- TASK -
Nothing but the line with "Where can the exhaust" and the lines after it, through the end of the records below, is to be repeated, exactly as it is.

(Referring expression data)
··········

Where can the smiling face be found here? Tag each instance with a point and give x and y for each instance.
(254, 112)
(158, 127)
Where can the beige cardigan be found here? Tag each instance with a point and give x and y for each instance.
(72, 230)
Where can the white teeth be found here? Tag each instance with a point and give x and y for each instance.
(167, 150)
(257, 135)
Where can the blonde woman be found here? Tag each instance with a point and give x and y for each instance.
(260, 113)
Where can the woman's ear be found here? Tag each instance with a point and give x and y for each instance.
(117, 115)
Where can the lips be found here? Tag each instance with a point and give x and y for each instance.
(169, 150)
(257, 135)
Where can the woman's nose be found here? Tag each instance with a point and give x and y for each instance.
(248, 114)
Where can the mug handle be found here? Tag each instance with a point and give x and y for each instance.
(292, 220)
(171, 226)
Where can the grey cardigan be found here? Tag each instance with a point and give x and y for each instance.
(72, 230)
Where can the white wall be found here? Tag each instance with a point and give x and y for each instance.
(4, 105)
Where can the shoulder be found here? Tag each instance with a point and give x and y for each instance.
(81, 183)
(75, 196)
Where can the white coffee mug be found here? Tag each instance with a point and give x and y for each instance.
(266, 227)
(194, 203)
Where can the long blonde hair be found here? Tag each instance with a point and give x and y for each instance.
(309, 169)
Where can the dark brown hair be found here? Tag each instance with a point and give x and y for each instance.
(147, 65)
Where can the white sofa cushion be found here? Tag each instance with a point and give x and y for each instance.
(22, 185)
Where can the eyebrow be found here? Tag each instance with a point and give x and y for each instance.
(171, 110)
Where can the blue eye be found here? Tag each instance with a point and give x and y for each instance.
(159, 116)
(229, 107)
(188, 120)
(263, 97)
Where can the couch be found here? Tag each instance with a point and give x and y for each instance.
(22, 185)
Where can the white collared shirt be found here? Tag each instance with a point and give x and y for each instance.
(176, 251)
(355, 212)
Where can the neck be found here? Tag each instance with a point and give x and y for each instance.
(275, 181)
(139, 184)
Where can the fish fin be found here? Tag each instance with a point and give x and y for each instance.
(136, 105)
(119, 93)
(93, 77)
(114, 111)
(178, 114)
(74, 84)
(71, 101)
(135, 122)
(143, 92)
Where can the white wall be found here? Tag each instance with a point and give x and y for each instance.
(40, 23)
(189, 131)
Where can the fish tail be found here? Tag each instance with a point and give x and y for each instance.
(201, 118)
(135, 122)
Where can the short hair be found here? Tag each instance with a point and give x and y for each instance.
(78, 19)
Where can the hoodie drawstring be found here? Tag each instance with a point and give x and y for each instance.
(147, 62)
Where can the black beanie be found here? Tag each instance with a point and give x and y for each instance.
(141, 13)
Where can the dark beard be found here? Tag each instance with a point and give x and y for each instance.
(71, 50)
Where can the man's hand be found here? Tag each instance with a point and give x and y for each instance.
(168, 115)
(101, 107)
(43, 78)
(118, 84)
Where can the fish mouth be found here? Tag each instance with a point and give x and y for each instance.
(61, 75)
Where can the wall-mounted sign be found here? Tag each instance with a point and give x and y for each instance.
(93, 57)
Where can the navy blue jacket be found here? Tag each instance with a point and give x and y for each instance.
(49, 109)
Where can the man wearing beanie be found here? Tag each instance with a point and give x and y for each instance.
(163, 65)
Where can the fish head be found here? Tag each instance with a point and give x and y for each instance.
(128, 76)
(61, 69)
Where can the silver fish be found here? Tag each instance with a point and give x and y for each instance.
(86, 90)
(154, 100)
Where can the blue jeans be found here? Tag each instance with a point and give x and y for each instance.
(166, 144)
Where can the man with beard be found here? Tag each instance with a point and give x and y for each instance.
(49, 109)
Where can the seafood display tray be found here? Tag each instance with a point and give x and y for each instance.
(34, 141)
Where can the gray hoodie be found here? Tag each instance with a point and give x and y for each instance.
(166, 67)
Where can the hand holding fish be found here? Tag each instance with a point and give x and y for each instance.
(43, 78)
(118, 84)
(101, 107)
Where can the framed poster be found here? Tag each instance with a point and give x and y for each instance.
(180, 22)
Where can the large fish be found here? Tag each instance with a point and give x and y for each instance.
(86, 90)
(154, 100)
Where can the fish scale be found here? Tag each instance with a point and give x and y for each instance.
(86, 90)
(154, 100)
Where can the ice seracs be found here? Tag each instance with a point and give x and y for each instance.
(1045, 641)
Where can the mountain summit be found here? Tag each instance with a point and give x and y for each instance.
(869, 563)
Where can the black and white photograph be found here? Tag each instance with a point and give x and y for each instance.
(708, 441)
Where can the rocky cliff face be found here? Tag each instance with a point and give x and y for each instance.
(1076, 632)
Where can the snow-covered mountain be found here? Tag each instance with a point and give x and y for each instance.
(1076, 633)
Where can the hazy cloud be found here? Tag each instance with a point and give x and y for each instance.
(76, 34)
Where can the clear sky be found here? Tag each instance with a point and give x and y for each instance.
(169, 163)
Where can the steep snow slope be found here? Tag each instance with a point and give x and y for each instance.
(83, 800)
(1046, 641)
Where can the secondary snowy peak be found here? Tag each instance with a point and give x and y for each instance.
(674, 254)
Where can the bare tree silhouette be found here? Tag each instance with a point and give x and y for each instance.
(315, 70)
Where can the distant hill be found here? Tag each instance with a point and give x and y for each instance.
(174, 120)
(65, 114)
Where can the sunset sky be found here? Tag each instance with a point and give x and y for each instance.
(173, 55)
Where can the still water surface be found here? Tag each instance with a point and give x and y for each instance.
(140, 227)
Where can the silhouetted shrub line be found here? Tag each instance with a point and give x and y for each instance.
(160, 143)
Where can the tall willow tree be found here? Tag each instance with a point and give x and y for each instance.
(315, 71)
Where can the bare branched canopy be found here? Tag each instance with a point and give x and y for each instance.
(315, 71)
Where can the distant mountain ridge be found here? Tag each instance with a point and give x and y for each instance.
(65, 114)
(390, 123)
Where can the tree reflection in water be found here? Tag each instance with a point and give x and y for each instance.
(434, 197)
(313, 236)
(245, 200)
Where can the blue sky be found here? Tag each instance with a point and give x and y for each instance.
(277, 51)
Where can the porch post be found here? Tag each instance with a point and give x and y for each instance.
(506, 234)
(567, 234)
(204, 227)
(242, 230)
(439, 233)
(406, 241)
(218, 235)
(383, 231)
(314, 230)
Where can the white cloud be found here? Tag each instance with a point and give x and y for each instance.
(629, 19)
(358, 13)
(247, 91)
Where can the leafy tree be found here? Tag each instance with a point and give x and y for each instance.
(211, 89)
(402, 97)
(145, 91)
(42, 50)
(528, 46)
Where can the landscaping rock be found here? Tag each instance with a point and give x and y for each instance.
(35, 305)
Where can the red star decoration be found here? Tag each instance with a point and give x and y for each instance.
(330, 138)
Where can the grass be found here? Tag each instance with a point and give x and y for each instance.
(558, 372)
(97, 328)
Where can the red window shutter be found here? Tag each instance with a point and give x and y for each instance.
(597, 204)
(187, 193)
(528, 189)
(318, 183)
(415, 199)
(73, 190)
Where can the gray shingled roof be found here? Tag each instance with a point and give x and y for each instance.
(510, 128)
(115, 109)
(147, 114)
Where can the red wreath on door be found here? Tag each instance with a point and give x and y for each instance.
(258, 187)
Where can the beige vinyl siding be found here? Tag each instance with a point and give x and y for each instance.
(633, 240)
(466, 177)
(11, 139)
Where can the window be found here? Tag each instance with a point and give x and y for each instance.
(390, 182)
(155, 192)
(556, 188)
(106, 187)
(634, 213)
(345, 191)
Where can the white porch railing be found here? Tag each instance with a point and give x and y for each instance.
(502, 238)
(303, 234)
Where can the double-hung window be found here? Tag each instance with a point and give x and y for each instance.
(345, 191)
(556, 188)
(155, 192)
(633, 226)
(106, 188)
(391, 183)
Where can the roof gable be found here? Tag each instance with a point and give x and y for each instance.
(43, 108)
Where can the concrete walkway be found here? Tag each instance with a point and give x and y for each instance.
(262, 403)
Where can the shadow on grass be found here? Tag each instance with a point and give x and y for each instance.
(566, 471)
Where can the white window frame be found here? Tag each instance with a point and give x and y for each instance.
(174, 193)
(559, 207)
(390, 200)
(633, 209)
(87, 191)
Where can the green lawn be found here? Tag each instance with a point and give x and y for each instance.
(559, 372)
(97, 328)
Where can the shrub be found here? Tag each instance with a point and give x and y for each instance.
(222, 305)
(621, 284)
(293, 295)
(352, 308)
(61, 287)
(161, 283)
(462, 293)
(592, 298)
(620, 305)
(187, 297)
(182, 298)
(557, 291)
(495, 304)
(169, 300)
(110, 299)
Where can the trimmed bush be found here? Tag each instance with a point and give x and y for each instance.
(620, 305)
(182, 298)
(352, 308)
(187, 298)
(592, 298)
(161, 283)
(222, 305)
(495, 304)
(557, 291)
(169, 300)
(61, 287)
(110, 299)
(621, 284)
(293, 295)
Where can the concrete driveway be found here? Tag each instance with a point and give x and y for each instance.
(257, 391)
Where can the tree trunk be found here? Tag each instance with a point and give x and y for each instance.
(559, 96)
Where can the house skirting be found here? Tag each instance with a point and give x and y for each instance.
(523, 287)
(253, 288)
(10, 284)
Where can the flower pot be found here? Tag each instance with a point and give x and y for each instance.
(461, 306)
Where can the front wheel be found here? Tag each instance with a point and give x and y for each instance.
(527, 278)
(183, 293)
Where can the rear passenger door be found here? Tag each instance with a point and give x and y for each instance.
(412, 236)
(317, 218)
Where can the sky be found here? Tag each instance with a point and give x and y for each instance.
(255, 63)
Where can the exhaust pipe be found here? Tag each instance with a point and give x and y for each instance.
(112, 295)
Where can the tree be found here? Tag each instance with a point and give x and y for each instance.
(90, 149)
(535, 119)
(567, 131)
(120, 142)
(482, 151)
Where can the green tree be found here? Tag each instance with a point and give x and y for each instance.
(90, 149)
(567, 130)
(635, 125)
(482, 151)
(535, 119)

··········

- SOLUTION BELOW -
Where can the exhaust pipe be found here? Tag each instance with a point and give x and y for each instance.
(112, 295)
Where can the tree be found here? Tag each instance with a point and give x and y for each instance.
(90, 149)
(535, 119)
(567, 131)
(120, 142)
(482, 151)
Where can the green tree be found here? Tag each instance with a point and give x and y for each instance.
(90, 149)
(567, 130)
(635, 125)
(482, 151)
(535, 119)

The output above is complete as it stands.